[Task set]
- a) In the review of Well-Driven Nails, which publisher and year are given for the book?
- b) Continue the review of Well-Driven Nails from its last sentence.

Document text Start Marker

Tuesday, January 28, 2014

Book Review: "Well Driven Nails" by Byron Yawn

There is a difference between expository study (exegesis) and expository preaching. Byron Yawn is committed to both, and in his book, Well-Driven Nails: The Power of Finding Your Own Voice (2010, Emerald House), he does a masterful job helping us guard against making them synonymous. He writes:
...in my departure from seminary I struggled to take all the incredible information exegesis yields and present it in an impactful way. (Kindle loc. 375)
 To achieve this goal, Mr. Yawn demonstrates his own ability to step back, analyze something to which he is dedicated and expose the blind spots of denial which often accompany a passion or conviction.
Preaching labs, which are designed to treat issues of delivery, bear a striking resemblance to oncology. The treatment for the cancer is nearly as lethal as the condition. In the same way, the treatment for bad preaching is just as lethal as the condition...The most lethal are found in seminary preaching labs....a relentless barrage of really predictable, really dreadful sermons. (Kindle loc. 398)

Document text End Marker
Extracted material Start Marker

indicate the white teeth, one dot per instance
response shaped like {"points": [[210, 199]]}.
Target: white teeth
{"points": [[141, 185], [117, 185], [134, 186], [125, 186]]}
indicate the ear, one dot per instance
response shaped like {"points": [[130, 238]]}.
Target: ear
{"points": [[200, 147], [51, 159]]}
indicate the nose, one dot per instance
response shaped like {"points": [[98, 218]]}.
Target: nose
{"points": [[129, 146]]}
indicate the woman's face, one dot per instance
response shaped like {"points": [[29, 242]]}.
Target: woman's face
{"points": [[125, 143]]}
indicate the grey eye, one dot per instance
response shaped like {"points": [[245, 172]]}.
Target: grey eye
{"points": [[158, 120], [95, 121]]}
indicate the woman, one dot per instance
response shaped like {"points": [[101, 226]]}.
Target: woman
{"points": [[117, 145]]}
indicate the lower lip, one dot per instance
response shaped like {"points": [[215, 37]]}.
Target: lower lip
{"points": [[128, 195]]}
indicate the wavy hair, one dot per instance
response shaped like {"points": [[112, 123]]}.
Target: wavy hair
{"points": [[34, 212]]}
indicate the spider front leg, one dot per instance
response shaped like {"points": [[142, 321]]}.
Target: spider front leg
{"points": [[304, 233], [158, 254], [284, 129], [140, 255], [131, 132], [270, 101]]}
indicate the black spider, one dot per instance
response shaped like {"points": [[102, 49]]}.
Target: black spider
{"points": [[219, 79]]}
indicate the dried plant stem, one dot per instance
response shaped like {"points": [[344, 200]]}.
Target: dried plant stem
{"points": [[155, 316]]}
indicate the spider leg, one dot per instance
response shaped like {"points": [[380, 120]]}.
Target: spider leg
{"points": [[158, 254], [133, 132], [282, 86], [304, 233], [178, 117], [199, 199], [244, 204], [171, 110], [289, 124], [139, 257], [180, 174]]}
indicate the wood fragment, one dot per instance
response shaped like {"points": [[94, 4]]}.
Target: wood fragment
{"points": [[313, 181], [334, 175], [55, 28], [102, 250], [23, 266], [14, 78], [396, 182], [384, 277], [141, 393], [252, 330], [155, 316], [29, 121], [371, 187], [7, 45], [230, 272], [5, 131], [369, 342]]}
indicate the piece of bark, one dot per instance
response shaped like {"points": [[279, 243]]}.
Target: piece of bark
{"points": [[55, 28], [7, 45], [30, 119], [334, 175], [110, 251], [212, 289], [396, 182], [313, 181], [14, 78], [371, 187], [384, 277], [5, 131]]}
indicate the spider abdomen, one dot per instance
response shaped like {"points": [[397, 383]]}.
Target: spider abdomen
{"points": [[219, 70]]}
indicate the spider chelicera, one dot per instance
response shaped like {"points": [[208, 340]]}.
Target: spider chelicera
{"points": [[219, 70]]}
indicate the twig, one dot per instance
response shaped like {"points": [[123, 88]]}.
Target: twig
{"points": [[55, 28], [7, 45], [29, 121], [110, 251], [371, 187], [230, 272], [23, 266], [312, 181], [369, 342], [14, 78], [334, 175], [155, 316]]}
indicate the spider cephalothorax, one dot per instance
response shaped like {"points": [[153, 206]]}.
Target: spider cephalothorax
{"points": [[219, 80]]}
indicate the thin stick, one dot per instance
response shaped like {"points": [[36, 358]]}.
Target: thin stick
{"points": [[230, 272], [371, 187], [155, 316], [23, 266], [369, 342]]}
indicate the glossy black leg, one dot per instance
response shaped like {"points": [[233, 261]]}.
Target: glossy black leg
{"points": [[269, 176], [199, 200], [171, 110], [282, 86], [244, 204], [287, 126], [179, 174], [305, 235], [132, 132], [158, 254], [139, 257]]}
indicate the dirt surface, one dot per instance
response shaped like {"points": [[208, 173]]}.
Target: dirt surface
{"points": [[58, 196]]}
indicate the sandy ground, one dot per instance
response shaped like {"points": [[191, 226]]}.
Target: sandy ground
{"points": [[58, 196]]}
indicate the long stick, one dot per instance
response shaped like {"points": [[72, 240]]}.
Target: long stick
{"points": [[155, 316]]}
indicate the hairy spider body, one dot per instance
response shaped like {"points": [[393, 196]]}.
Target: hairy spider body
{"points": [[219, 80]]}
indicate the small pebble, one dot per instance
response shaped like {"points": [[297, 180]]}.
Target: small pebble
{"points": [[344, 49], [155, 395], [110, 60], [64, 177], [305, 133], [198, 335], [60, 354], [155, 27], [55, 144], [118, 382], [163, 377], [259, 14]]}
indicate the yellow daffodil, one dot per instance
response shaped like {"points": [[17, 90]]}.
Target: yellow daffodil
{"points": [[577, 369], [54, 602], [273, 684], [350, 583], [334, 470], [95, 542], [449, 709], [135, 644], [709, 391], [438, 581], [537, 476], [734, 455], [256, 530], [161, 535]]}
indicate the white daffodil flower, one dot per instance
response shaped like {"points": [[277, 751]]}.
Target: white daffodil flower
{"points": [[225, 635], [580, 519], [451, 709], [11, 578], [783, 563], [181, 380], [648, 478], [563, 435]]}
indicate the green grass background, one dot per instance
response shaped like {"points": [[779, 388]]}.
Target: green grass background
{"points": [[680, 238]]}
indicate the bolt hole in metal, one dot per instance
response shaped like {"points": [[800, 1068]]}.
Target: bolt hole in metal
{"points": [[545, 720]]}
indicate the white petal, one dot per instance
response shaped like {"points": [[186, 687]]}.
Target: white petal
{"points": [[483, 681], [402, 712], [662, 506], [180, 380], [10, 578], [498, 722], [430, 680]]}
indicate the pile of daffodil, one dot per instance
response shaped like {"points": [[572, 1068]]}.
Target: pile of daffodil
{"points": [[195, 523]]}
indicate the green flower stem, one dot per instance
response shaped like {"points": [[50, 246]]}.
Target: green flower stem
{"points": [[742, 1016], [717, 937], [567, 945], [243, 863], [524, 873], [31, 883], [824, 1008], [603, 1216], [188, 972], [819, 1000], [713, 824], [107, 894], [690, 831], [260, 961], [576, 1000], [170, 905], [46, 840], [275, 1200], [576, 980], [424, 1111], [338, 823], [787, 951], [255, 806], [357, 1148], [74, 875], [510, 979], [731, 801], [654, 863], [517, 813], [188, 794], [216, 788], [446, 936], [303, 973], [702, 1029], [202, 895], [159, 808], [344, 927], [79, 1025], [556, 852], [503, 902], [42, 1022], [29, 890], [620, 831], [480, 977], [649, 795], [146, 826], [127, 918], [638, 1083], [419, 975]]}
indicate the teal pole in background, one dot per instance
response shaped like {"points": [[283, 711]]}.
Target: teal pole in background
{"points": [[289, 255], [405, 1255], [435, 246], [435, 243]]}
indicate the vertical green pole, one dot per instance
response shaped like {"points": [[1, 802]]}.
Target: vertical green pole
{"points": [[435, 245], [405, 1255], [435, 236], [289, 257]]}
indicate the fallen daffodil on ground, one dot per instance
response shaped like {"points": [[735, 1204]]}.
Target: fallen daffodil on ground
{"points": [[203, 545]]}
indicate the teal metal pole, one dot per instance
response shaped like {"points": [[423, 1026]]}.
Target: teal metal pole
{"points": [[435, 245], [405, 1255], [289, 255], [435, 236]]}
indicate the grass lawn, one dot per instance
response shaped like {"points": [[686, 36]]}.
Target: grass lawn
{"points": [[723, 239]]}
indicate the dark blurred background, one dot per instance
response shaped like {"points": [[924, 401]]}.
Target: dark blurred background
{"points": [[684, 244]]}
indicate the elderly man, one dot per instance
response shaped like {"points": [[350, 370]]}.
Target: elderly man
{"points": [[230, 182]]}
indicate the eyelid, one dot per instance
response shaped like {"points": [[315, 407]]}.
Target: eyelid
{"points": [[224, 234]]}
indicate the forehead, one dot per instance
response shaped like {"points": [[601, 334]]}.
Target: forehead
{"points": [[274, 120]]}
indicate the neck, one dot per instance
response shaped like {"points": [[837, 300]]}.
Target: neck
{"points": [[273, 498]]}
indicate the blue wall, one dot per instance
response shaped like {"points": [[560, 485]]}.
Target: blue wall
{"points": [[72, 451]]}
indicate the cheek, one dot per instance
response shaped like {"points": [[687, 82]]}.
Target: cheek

Extracted material End Marker

[Results of the tasks]
- a) Emerald House, 2010.

- b)
His solutions tackle the categories of clarity, simplicity and passion. His method is to draw counsel from three well-known expository preachers - in order: John MacArthur (clarity), R. C. Sproul (simplicity), and John Piper (passion). In so doing, he pursues, with an invigorating zeal, his goal to restore to the preacher the God-given birthright of expository preaching - the individual freedom to authentically express the preacher's own personal encounter with "the mind-blowing effect of God" discovered in the text.

Although now retired, I intend to review this book periodically for those moments when I have the opportunity to preach, and for the pursuit of my new opportunities for writing.